▸ **Entradas de datos**

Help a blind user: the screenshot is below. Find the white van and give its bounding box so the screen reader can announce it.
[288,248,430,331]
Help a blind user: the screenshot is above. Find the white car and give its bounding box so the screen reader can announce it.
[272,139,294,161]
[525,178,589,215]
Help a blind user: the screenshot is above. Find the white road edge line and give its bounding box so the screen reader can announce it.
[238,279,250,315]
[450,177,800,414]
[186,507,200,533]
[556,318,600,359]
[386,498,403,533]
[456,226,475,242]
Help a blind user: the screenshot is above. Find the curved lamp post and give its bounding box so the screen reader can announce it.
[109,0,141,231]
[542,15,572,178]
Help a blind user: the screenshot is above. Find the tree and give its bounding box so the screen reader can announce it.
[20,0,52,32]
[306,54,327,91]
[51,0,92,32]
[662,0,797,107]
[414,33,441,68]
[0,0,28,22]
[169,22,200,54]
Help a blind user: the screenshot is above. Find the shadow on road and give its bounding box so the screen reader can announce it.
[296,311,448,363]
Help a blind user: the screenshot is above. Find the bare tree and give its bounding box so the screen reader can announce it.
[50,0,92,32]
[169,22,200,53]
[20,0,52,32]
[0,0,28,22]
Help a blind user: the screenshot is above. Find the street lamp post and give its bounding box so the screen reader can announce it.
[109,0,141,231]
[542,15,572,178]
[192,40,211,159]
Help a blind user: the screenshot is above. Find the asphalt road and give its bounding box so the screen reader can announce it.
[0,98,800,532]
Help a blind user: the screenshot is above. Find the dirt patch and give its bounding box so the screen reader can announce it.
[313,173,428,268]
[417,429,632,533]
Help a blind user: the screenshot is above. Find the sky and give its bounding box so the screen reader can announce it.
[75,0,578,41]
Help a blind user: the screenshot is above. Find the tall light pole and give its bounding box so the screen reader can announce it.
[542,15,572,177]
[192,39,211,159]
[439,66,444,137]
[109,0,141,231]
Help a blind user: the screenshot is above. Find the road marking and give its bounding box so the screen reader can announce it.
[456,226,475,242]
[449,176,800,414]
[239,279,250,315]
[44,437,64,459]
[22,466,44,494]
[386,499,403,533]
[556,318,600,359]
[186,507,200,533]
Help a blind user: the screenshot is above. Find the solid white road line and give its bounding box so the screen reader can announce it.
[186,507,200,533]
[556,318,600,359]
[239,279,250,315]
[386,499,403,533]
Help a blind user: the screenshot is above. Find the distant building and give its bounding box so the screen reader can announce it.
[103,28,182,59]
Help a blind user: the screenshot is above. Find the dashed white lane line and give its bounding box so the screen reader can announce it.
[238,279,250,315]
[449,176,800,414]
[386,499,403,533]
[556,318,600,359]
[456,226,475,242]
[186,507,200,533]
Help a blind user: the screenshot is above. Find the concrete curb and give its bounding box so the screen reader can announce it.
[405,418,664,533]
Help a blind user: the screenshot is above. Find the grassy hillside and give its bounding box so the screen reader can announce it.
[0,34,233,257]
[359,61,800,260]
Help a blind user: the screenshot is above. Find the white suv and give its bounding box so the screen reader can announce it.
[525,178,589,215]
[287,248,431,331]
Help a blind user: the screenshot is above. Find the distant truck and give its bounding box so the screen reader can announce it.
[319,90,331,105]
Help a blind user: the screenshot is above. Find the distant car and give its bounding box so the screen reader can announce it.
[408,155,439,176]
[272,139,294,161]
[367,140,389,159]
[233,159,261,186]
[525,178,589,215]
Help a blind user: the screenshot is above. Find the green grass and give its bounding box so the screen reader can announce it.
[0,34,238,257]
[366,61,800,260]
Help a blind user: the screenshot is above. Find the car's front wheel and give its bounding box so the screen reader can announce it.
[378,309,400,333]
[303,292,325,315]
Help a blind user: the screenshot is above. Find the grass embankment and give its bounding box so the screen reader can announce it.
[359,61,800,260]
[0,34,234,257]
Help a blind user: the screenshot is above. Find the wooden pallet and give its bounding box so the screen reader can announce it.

▸ **Tarea planteada**
Reproduce las líneas del material desde la que contiene "Help a blind user: the screenshot is above. Find the grassy" hasta la que contiene "[319,90,331,105]", ambas incluidas, y cambia "distant truck" por "distant bus" sin alterar nada más.

▸ **Resultado completo**
Help a blind user: the screenshot is above. Find the grassy hillside and give its bounding box so the screen reader can announce it.
[0,34,233,257]
[359,61,800,260]
Help a blind user: the screenshot is above. Find the white suv and give its bounding box so the screen reader can announce it.
[525,178,589,215]
[287,248,431,331]
Help a blind user: the screenshot is above. Find the distant bus and give its bounding box so the screen reader can announce it.
[319,90,331,105]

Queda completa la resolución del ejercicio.